── Provided material ──

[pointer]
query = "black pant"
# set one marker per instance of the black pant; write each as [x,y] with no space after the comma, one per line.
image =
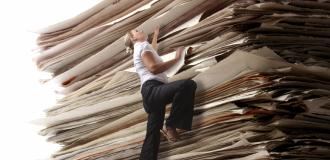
[156,95]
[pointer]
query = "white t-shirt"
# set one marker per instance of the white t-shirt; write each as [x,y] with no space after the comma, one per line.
[143,72]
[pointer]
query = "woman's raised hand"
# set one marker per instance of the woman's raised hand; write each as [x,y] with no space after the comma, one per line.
[179,52]
[156,31]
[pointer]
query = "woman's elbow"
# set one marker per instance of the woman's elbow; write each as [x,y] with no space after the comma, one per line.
[154,69]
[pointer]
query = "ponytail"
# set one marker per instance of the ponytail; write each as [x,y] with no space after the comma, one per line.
[129,43]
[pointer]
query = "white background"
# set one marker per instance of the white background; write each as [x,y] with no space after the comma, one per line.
[23,98]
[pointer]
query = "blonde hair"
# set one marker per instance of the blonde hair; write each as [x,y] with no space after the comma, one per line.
[129,43]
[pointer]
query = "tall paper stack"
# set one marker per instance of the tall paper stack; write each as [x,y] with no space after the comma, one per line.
[262,70]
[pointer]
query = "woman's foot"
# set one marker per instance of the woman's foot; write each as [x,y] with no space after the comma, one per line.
[171,134]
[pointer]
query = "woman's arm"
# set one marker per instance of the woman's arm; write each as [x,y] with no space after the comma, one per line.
[154,39]
[156,68]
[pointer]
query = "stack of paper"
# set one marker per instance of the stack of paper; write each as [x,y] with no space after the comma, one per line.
[261,68]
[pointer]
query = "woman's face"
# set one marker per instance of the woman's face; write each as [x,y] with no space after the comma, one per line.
[139,35]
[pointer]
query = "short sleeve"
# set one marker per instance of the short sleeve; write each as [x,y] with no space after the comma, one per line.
[146,47]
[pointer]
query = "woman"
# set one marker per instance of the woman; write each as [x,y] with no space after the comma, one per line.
[157,92]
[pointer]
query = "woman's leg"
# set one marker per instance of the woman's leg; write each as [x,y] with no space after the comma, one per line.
[156,113]
[182,95]
[151,142]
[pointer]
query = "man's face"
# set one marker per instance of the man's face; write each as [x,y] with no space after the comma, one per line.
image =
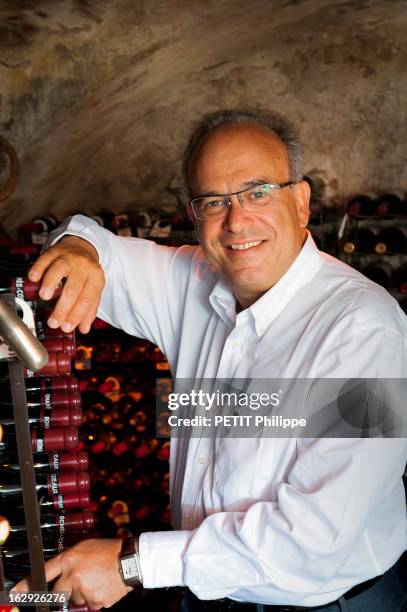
[228,160]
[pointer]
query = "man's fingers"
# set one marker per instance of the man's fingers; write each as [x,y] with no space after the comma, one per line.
[21,586]
[55,273]
[86,324]
[70,294]
[78,303]
[53,568]
[37,270]
[63,586]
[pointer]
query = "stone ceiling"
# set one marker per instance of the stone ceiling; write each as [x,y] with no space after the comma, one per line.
[98,96]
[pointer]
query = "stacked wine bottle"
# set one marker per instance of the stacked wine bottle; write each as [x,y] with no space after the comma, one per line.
[376,240]
[54,412]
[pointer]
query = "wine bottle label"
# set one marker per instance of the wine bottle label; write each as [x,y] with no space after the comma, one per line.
[40,330]
[54,484]
[47,401]
[59,501]
[20,287]
[54,461]
[39,444]
[61,533]
[45,418]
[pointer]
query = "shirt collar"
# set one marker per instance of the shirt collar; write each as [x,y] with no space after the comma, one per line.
[270,305]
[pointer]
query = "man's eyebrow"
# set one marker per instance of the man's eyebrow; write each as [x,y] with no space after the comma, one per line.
[245,185]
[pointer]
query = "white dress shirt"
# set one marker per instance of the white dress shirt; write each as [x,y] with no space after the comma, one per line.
[273,521]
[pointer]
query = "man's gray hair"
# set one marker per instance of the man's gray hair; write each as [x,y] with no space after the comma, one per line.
[272,120]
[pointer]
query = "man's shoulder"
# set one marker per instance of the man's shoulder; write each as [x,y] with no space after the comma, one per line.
[358,300]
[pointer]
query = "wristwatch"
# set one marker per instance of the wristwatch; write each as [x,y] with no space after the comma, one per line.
[129,563]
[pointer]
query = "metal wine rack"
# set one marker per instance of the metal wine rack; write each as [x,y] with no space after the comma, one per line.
[25,457]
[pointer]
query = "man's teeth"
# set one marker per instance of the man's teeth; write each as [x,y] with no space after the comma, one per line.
[246,245]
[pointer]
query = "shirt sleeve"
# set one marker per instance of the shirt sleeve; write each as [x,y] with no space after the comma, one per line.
[146,283]
[298,544]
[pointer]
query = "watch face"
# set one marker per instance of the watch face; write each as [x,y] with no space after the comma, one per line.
[129,567]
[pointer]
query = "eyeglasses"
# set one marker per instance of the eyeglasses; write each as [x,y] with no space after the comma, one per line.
[252,199]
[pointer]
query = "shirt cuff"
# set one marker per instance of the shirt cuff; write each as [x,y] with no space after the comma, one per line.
[73,227]
[161,558]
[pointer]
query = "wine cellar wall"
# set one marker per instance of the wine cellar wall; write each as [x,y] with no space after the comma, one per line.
[101,470]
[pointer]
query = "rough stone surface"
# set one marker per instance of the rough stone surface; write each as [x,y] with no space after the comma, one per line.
[98,96]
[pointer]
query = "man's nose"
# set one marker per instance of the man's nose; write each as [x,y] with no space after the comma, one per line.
[236,216]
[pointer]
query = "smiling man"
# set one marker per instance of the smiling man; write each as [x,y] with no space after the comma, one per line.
[259,525]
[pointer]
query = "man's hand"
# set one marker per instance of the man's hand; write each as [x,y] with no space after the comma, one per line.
[88,572]
[76,261]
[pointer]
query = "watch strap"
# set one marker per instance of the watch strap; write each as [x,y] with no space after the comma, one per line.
[130,550]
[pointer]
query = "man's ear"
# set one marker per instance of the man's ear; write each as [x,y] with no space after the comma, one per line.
[302,194]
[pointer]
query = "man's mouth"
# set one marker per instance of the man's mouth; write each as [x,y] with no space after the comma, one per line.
[244,245]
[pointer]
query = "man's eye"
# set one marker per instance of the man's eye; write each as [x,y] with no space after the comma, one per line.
[214,204]
[258,194]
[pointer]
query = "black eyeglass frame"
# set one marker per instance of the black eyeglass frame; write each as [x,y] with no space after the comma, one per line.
[227,196]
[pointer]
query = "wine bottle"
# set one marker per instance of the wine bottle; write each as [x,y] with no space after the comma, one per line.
[53,529]
[56,483]
[380,272]
[362,205]
[45,385]
[58,363]
[64,345]
[44,417]
[44,332]
[40,397]
[392,204]
[49,462]
[24,288]
[42,440]
[391,240]
[4,529]
[362,240]
[401,278]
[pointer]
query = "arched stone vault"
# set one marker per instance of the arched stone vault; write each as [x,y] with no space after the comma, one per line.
[98,96]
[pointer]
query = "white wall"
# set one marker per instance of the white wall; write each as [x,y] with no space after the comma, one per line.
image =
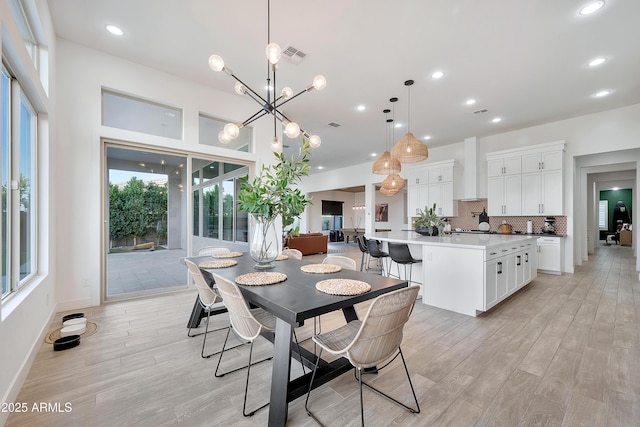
[25,315]
[82,72]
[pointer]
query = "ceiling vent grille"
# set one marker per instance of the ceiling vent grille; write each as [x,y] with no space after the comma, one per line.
[294,55]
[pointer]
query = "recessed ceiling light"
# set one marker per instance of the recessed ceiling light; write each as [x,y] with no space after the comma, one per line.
[591,7]
[603,93]
[116,31]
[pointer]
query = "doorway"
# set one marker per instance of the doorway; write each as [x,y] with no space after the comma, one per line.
[146,223]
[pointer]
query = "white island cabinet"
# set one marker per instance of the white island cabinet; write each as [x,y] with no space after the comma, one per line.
[470,273]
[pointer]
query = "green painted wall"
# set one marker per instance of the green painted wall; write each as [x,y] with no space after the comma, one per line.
[613,196]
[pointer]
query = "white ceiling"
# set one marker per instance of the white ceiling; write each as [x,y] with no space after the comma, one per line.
[525,62]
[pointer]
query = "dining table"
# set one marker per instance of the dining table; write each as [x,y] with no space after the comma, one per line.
[292,302]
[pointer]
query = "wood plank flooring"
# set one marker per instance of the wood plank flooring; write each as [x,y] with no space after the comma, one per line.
[563,351]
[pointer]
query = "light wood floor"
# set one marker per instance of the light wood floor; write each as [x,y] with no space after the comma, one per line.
[563,351]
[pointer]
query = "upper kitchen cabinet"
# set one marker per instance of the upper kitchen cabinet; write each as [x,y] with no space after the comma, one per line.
[429,184]
[539,177]
[504,165]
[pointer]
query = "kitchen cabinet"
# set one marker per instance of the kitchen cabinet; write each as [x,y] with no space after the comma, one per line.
[542,193]
[550,250]
[539,189]
[507,269]
[504,195]
[542,161]
[508,165]
[417,198]
[429,185]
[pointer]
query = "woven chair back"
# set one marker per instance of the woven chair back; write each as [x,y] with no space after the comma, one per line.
[242,320]
[207,296]
[380,334]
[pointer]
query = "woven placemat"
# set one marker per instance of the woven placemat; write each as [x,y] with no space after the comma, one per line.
[343,287]
[218,263]
[261,278]
[92,328]
[227,255]
[320,268]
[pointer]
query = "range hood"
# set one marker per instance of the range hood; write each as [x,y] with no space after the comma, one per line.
[470,170]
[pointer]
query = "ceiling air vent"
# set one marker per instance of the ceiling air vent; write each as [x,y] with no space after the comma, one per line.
[294,55]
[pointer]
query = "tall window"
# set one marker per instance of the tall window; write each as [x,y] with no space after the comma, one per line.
[19,190]
[4,169]
[215,205]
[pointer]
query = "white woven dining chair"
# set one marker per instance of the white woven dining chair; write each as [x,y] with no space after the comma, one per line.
[372,341]
[247,323]
[209,299]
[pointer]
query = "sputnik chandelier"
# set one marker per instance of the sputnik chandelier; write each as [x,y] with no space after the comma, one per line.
[268,105]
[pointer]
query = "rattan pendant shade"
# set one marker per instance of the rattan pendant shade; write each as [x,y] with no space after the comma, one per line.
[386,164]
[389,191]
[394,181]
[409,150]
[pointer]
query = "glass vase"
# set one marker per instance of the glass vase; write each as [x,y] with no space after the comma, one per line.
[264,245]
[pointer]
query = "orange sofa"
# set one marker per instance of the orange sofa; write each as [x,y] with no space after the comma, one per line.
[311,243]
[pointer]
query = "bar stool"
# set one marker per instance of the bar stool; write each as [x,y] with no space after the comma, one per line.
[376,252]
[362,245]
[400,254]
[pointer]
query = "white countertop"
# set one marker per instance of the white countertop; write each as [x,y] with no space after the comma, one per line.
[473,241]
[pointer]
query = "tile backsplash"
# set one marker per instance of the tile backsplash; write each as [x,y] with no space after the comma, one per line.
[467,221]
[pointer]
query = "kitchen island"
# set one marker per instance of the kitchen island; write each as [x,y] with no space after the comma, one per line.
[469,273]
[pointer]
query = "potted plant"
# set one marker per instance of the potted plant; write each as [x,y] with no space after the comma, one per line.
[270,194]
[428,223]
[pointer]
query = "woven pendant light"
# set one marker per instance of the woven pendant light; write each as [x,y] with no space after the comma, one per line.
[389,192]
[394,181]
[386,164]
[409,149]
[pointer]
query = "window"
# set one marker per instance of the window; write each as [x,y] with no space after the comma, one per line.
[19,189]
[129,113]
[215,206]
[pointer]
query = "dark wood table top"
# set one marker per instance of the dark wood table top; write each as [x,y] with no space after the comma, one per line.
[296,299]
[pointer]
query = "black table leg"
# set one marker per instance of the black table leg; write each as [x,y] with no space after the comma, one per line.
[281,371]
[196,315]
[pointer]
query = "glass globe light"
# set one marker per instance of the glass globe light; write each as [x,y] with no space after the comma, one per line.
[273,52]
[216,63]
[239,88]
[287,92]
[232,130]
[292,130]
[319,82]
[314,141]
[223,137]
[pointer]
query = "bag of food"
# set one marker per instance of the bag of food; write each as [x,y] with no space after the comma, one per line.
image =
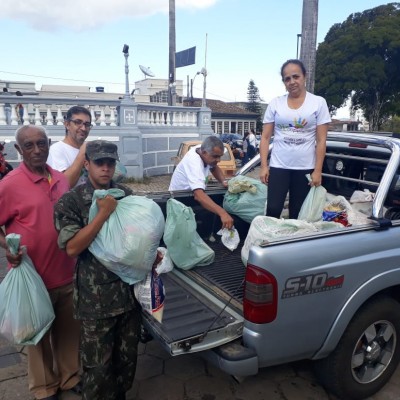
[150,293]
[26,311]
[337,210]
[313,205]
[185,246]
[127,242]
[246,197]
[229,238]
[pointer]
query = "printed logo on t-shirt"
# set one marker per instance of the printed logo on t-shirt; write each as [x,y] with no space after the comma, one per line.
[294,127]
[291,131]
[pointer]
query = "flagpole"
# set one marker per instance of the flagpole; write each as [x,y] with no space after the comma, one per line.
[204,72]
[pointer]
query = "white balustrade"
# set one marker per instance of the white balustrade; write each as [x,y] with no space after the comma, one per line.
[112,117]
[102,117]
[47,112]
[49,116]
[38,120]
[59,118]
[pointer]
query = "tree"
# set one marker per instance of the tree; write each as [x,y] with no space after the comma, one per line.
[253,104]
[359,59]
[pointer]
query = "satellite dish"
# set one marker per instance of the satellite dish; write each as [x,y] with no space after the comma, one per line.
[146,71]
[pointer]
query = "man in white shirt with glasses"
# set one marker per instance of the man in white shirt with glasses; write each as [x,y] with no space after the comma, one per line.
[68,154]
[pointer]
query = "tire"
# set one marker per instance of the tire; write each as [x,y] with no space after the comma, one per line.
[367,354]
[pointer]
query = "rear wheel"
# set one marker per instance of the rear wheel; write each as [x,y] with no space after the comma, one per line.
[367,354]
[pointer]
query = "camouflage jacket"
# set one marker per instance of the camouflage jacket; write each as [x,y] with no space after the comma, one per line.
[98,292]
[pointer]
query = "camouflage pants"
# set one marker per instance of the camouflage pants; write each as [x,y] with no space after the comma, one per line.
[109,355]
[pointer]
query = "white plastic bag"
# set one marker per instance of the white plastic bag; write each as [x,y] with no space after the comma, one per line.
[230,238]
[166,264]
[362,196]
[313,205]
[26,311]
[127,242]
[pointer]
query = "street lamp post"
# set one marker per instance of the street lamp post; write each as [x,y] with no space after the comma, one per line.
[125,50]
[204,73]
[297,51]
[191,86]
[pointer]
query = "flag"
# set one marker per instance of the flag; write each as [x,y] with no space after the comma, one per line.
[185,57]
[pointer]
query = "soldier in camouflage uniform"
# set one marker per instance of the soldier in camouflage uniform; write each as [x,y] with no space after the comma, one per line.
[106,306]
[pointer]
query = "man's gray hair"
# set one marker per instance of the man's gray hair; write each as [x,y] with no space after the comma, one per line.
[24,128]
[210,142]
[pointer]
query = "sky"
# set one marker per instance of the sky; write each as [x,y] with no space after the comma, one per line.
[79,42]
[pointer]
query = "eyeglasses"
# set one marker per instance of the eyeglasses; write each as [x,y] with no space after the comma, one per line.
[105,161]
[287,79]
[79,122]
[41,144]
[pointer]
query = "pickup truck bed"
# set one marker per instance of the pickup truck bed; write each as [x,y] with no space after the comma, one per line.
[330,296]
[189,313]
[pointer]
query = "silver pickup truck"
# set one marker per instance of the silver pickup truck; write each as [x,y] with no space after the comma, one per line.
[332,296]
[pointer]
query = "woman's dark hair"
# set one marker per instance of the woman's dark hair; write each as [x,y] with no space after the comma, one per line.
[294,61]
[78,110]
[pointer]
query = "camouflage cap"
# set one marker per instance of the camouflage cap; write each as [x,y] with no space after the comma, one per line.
[97,149]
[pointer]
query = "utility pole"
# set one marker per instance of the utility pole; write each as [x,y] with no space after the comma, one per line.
[308,51]
[172,50]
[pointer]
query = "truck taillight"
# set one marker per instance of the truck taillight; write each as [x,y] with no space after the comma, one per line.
[260,296]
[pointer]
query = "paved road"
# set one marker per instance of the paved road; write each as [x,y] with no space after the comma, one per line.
[162,377]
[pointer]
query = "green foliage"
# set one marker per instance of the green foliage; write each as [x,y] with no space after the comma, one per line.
[253,105]
[359,59]
[392,124]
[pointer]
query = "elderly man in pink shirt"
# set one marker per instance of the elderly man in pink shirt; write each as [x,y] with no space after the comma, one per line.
[27,197]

───

_Task directions_.
Locate the word "food" in the data above. Copy every line carrying it.

_Output for this task_.
query = "bag of food"
# set one marker per instance of the bag of food; write each as [x,y] with no space after the comma, one per line.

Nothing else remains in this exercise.